BEGIN ENTRIES
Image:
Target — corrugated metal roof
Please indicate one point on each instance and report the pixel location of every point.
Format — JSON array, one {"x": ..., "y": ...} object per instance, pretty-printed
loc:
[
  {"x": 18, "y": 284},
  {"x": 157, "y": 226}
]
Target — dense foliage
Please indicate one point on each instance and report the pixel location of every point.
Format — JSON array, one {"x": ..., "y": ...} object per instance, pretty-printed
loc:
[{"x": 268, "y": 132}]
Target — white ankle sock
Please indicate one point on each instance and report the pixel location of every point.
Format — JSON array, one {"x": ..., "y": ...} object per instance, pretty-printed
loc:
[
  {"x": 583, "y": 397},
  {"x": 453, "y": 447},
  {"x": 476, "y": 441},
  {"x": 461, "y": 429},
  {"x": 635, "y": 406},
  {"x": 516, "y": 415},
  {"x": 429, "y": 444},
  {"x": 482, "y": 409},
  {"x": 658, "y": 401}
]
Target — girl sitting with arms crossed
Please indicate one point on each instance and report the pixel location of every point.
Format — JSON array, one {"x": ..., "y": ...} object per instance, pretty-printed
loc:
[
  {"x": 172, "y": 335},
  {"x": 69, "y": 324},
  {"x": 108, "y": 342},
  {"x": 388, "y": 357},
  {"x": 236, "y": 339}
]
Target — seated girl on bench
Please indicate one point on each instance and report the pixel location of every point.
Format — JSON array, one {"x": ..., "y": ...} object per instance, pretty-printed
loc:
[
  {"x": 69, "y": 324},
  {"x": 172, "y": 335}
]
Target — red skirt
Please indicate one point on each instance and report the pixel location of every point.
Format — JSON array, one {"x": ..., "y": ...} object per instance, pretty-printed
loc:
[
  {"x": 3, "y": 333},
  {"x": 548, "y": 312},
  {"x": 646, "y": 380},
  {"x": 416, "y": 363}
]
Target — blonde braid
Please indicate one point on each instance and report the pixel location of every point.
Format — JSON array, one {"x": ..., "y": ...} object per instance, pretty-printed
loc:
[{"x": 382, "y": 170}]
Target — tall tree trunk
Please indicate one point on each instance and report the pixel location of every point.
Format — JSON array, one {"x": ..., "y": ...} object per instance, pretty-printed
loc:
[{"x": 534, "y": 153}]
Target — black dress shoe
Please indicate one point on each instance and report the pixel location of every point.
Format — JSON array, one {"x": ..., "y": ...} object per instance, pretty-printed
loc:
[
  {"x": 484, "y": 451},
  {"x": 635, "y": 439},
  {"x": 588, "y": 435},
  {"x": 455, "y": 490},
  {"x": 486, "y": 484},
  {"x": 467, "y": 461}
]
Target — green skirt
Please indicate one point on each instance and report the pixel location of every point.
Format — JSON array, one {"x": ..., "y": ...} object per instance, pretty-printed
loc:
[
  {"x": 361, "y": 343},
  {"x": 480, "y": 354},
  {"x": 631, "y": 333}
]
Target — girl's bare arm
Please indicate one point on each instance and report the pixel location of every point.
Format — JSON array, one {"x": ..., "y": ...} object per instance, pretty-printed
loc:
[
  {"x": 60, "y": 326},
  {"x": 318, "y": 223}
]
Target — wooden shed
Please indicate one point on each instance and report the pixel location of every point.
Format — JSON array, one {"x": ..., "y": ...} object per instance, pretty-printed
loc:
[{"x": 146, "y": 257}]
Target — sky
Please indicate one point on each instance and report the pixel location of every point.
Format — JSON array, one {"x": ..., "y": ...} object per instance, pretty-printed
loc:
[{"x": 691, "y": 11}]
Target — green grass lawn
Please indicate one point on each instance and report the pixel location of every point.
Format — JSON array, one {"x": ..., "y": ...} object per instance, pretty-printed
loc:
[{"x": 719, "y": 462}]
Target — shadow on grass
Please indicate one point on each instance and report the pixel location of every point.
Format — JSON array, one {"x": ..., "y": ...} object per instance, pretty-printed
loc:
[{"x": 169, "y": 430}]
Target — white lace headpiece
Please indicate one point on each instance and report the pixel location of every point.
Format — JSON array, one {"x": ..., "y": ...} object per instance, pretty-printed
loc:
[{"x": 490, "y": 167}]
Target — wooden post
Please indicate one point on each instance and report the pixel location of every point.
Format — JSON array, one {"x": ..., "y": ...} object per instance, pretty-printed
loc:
END ENTRIES
WORK TO BE COMPLETED => Give the records above again, word for word.

OUTPUT OF THE TASK =>
Image:
Target — corrugated metal roof
Please indicate one point on each instance and report the pixel location of every point.
Format — JSON array, one {"x": ..., "y": ...} object per instance, pretty-printed
loc:
[
  {"x": 18, "y": 284},
  {"x": 157, "y": 226}
]
Target — dense foliage
Please indicate one point on each instance and report the pixel location of every point.
Format — JSON array, one {"x": ..., "y": ...} object per instance, pretty-printed
loc:
[{"x": 268, "y": 132}]
Target — white ankle sock
Please indicate one point on each instance and report the pixel location of every point.
Format — JSON array, one {"x": ..., "y": ...} object per instance, pretty-printed
loc:
[
  {"x": 583, "y": 397},
  {"x": 453, "y": 447},
  {"x": 476, "y": 441},
  {"x": 461, "y": 429},
  {"x": 635, "y": 406},
  {"x": 516, "y": 415},
  {"x": 429, "y": 444},
  {"x": 482, "y": 409},
  {"x": 658, "y": 401}
]
Target — girl sitting with arms crossed
Please indicate one point on each instance and report the pixel location of every point.
Format — JSON array, one {"x": ..., "y": ...} object per instance, pretty-printed
loc:
[
  {"x": 172, "y": 335},
  {"x": 69, "y": 324},
  {"x": 108, "y": 342},
  {"x": 388, "y": 357},
  {"x": 236, "y": 339}
]
Target — seated girl on bench
Please indicate one point on each instance and report the pixel location of every point.
Format — JSON array, one {"x": ..., "y": ...} object per instance, pretty-printed
loc:
[
  {"x": 69, "y": 324},
  {"x": 172, "y": 335}
]
Target — red skirt
Please indicate one point on each instance and report the pixel location of every point.
Format — JSON array, one {"x": ..., "y": ...} object per instance, pretty-printed
loc:
[
  {"x": 3, "y": 333},
  {"x": 548, "y": 312},
  {"x": 646, "y": 380},
  {"x": 416, "y": 363}
]
Target — blonde braid
Please indicate one point on each instance and report the pixel location of every point.
Format — JSON array, one {"x": ..., "y": ...} object per instance, pretty-printed
loc:
[{"x": 382, "y": 170}]
Target — tall tree trunk
Please indicate one point on each instance and report the pixel location of every point.
Format — JSON array, one {"x": ..., "y": ...} object per instance, pretty-printed
loc:
[{"x": 534, "y": 153}]
Target — black dress shoe
Please indicate one point on each instance and report the pixel location of every point.
Format — JSON array, one {"x": ..., "y": ...} object per instance, pretty-printed
loc:
[
  {"x": 484, "y": 451},
  {"x": 635, "y": 439},
  {"x": 588, "y": 435},
  {"x": 455, "y": 490},
  {"x": 486, "y": 484},
  {"x": 467, "y": 461}
]
Target — green skirt
Please indicate one point on each instance and report the pixel location of every point.
Format — JSON array, one {"x": ..., "y": ...} object per instance, pretty-printed
loc:
[
  {"x": 361, "y": 343},
  {"x": 480, "y": 354},
  {"x": 631, "y": 333}
]
Target — girl's bare arm
Please indicate one point on each instance and report the pixel location of every point.
Format — JSON array, one {"x": ..., "y": ...} object per instance, pretty-printed
loc:
[
  {"x": 60, "y": 326},
  {"x": 318, "y": 223}
]
Target — wooden shed
Please indicate one point on each instance and report the pixel location of every point.
Format — JSON array, one {"x": ..., "y": ...} object per instance, pretty-printed
loc:
[{"x": 146, "y": 257}]
Target — sky
Please indicate one point on each instance and report the pixel location of every point.
Format — JSON array, one {"x": ..., "y": ...} object per instance, pretty-printed
loc:
[{"x": 691, "y": 11}]
Target — green grass lawn
Please indicate one point on each instance and report the pixel location of every point.
Format — JSON array, one {"x": ..., "y": ...} object per instance, pretty-printed
loc:
[{"x": 719, "y": 462}]
Target — shadow on grass
Please indicate one point on each instance and report the pixel location of every point.
Format — JSON array, one {"x": ..., "y": ...} object per instance, pretty-printed
loc:
[{"x": 169, "y": 430}]
Target — white lace headpiece
Please indicate one point on each instance and report the pixel location of every point.
Format — JSON array, one {"x": ..., "y": ...} object per instance, pretty-printed
loc:
[{"x": 490, "y": 167}]
Target — wooden post
Please indicate one point on each instance and report the pixel location of every point.
Format — JSON array, one {"x": ..., "y": ...} object per instance, pretty-printed
loc:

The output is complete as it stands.